Written exercise – Count the lines in the listing below that contain the string "vents", matching case exactly, and reply with the number alone.

Records for this task –
>>>>

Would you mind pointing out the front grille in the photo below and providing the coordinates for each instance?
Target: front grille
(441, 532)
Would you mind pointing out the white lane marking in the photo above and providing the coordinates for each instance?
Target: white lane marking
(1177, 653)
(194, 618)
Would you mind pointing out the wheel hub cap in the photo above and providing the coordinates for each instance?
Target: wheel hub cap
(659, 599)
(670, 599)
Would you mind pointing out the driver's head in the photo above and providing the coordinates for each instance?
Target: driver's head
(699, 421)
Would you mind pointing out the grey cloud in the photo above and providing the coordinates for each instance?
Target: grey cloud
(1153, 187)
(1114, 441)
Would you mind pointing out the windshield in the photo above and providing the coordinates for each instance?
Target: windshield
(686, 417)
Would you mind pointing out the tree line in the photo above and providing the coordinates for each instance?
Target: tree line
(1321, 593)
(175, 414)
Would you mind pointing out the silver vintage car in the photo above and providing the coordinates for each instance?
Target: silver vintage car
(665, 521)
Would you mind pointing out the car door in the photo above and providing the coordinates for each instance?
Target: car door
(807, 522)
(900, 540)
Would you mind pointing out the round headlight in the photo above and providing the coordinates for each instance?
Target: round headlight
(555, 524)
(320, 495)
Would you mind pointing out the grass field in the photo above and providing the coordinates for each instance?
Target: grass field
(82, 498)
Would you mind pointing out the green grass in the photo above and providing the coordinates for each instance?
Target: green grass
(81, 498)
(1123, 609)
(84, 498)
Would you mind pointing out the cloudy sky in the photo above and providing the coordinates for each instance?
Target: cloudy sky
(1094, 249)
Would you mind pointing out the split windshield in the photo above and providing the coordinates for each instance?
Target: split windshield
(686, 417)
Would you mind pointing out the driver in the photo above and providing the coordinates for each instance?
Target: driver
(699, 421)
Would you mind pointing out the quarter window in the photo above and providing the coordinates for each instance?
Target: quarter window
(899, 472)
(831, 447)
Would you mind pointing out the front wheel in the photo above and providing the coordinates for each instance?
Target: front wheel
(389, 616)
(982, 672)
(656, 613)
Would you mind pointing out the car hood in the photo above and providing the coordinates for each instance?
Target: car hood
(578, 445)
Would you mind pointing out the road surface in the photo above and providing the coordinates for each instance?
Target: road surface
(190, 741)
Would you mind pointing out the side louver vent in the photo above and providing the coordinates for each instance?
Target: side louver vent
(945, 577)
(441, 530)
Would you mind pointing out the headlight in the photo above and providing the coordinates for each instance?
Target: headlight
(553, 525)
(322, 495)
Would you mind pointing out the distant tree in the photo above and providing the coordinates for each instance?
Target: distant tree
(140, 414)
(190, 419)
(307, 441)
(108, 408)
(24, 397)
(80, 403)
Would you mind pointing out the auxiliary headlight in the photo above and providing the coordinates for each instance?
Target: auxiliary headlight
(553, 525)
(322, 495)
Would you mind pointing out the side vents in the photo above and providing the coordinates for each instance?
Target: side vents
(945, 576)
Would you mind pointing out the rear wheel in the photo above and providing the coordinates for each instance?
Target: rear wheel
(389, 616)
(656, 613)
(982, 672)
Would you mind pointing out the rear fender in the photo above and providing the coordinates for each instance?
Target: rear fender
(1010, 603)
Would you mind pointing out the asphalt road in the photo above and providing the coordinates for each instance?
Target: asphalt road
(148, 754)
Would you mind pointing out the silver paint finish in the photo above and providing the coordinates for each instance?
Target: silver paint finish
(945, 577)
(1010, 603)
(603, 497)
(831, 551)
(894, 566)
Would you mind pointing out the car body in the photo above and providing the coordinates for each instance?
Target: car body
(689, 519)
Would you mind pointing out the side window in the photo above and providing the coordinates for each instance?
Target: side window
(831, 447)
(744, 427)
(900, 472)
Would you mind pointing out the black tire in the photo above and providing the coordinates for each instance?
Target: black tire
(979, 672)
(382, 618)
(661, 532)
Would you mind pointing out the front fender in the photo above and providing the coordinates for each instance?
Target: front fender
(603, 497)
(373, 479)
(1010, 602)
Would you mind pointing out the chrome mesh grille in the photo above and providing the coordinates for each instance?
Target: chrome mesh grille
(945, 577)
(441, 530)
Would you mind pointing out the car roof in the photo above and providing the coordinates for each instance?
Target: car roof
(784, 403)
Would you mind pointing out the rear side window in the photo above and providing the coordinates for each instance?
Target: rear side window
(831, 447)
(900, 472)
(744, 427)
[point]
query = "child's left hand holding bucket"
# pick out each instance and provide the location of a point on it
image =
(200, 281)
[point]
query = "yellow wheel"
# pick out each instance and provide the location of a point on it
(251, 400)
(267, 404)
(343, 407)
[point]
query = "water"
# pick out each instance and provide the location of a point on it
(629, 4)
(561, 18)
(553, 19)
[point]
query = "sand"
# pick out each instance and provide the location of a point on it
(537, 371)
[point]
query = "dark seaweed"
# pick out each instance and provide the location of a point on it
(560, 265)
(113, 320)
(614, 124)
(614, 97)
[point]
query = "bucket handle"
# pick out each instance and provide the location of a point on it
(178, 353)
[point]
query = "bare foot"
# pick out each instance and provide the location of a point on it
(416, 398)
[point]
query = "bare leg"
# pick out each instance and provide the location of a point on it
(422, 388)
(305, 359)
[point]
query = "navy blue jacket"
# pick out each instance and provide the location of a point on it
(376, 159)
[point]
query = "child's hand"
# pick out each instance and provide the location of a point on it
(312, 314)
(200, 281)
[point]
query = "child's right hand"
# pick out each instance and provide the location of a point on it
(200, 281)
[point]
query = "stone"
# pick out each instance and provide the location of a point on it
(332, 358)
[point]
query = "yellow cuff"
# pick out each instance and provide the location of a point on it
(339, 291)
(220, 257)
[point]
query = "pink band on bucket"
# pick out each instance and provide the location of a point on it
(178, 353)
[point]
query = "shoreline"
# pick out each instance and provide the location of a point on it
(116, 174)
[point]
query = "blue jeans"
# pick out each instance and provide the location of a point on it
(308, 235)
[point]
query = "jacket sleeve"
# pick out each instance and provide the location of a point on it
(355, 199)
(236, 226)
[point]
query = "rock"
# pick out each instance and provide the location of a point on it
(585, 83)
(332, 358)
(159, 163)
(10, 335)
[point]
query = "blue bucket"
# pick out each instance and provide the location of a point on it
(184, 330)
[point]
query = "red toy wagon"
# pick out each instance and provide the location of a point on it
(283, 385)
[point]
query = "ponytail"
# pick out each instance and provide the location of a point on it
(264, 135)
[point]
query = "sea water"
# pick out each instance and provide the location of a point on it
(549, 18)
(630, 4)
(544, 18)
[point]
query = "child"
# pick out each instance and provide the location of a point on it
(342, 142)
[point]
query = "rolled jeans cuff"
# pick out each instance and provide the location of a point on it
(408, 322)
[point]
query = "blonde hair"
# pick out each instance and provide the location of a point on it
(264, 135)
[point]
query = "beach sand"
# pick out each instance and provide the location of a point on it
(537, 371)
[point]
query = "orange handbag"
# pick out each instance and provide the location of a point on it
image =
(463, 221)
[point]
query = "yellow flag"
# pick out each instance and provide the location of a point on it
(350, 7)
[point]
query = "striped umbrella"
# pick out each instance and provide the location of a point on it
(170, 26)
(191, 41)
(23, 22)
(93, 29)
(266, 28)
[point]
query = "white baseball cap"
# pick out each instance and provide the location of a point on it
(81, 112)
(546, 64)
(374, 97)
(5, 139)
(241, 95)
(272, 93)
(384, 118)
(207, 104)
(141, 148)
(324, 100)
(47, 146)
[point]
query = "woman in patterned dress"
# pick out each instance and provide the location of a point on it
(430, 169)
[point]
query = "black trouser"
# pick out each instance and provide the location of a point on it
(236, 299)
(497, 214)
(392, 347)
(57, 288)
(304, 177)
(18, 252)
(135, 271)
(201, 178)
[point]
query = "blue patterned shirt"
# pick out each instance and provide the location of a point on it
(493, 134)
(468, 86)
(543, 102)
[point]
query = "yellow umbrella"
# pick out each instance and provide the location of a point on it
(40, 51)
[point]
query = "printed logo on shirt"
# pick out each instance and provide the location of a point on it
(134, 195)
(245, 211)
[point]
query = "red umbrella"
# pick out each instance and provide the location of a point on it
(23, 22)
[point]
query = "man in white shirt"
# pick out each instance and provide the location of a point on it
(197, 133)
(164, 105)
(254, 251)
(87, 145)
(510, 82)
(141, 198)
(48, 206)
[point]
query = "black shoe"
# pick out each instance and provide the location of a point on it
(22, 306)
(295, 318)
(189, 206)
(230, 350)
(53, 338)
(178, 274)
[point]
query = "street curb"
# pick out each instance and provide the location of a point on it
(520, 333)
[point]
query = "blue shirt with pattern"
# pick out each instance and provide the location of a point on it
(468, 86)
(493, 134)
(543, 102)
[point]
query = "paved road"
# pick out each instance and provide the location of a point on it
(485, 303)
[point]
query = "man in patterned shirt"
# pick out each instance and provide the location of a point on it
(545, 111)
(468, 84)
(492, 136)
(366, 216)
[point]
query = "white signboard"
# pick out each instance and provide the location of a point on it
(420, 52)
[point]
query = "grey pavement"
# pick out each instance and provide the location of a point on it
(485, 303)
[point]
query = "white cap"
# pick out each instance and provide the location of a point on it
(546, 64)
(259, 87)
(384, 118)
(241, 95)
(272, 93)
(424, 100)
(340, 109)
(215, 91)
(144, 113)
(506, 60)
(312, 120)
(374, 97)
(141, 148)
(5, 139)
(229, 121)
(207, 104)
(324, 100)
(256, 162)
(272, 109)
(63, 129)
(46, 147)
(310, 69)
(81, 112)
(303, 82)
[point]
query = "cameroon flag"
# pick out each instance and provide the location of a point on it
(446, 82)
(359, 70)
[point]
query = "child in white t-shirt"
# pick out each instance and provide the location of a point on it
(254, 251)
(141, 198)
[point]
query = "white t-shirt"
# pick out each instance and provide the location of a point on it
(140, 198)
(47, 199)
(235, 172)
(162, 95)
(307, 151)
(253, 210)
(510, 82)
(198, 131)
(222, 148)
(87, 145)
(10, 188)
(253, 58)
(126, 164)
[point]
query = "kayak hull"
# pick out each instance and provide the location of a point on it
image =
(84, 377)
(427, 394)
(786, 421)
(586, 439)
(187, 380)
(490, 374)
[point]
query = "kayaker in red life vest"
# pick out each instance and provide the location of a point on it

<<<<

Exercise solution – 2